Task to carry out
Below are records to be repeated in full. Give them exactly.

__________________________________________________

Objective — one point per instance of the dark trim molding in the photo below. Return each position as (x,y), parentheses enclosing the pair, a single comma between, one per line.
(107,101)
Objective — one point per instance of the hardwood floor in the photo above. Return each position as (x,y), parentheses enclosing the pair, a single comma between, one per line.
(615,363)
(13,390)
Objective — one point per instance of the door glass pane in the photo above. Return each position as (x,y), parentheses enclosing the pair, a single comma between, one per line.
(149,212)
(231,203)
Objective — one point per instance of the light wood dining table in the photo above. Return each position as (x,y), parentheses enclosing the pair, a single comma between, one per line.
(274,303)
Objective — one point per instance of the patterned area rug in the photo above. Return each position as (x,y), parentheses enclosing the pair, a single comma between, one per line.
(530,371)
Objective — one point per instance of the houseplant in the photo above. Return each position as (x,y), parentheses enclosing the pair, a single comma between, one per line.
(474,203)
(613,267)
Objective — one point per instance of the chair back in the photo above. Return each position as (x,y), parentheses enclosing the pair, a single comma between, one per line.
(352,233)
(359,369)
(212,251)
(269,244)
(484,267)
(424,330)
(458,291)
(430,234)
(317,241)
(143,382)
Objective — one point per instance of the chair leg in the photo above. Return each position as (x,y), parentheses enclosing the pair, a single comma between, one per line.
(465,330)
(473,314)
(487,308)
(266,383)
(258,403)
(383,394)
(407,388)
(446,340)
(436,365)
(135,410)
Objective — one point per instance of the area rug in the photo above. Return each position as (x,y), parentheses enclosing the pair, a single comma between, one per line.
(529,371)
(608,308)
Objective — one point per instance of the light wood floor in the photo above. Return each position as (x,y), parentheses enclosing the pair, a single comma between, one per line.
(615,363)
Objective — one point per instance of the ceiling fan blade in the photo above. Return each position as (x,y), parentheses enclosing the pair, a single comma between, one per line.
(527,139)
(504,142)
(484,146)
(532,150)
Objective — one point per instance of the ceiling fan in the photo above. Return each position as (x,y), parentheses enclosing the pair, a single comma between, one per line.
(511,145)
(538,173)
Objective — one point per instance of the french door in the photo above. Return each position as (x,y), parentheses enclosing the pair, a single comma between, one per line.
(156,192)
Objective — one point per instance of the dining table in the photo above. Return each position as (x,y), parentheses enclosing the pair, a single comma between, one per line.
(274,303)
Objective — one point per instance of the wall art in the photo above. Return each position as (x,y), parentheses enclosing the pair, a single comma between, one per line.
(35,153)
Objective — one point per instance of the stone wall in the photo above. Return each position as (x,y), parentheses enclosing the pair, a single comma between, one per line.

__________________________________________________

Result for this task
Objective — one point per instance of the dark trim molding in the photo below. Return each position as (x,y), parentheses enclosing the pair, a single comma between, one per line.
(107,101)
Objective — one point per instance of the hardwood floor in the photo above. Return each position as (x,y), parentheses enclosing the pair, a single comma between, one per line.
(615,363)
(13,390)
Objective — one point per instance of the door glass pane in the photo above. Return each position as (x,y), parentheses enclosing the pair, a single comma between, one per line.
(149,212)
(231,203)
Objective — one point per instance of the light wood dining table in the photo above. Return each position as (x,y), parentheses enclosing the pair, a single comma between, one per line.
(274,303)
Objective — one point per instance of the patterned area rug in the photo above. Return each position as (x,y), parentheses enclosing the pair, a single comma between, one per line.
(530,371)
Objective — one point per instance of the houseplant in the photo above. Return each position as (x,y), parentheses enclosing the pair, a single comma between, one per line.
(474,203)
(613,267)
Objective — one point per instance of the chair back in the photo above. Return each position as (x,y), parentheses enclosing the pair, a single comma between, one per line.
(352,233)
(359,369)
(212,251)
(269,244)
(484,267)
(424,330)
(458,291)
(430,234)
(317,241)
(143,382)
Objective — one point per instance of the chair leg in the photo above. Return each position as (x,y), parentheses enclosing the pair, a single comma between, one per line.
(465,330)
(473,314)
(487,308)
(266,383)
(258,403)
(383,394)
(407,388)
(446,340)
(436,365)
(135,410)
Objective — one point per instance of the area rug in the photo above. Return each position as (x,y), parentheses enclosing the pair, a single comma between, one per line.
(529,371)
(608,308)
Objective — one point per instance of the light wood floor in the photo above. Return each position as (x,y), parentheses enclosing the pair, a single comma between, one per line.
(615,363)
Objective — one point per instance of the ceiling fan blade in the photo above. Return each position as (x,y), parentheses enclosing the pair, a single comma between, one per line.
(527,139)
(504,142)
(484,146)
(532,150)
Objective — one point per instance of the ceiling fan in the photo above. Return each position as (x,y), parentheses enclosing the pair, a single comma between, one per line.
(511,145)
(538,173)
Objective — one point per instance of the french door in the photo above. Return each position as (x,y), parentheses enclosing the pair, a single comma between, one per line.
(156,192)
Objective — one point per instance of the dining table in the photo above. Return each position as (x,y), parentheses enclosing the pair, a single comma between, one per line.
(274,303)
Objective — one point per instance of the wall art in the photo above. Return each position as (x,y), parentheses enclosing the pair, a single comma between, one per line.
(35,153)
Objective — one point per instance of the stone wall in the photo above. Return each position as (x,y), parentheses enclosing the pair, a single comma between, one per line.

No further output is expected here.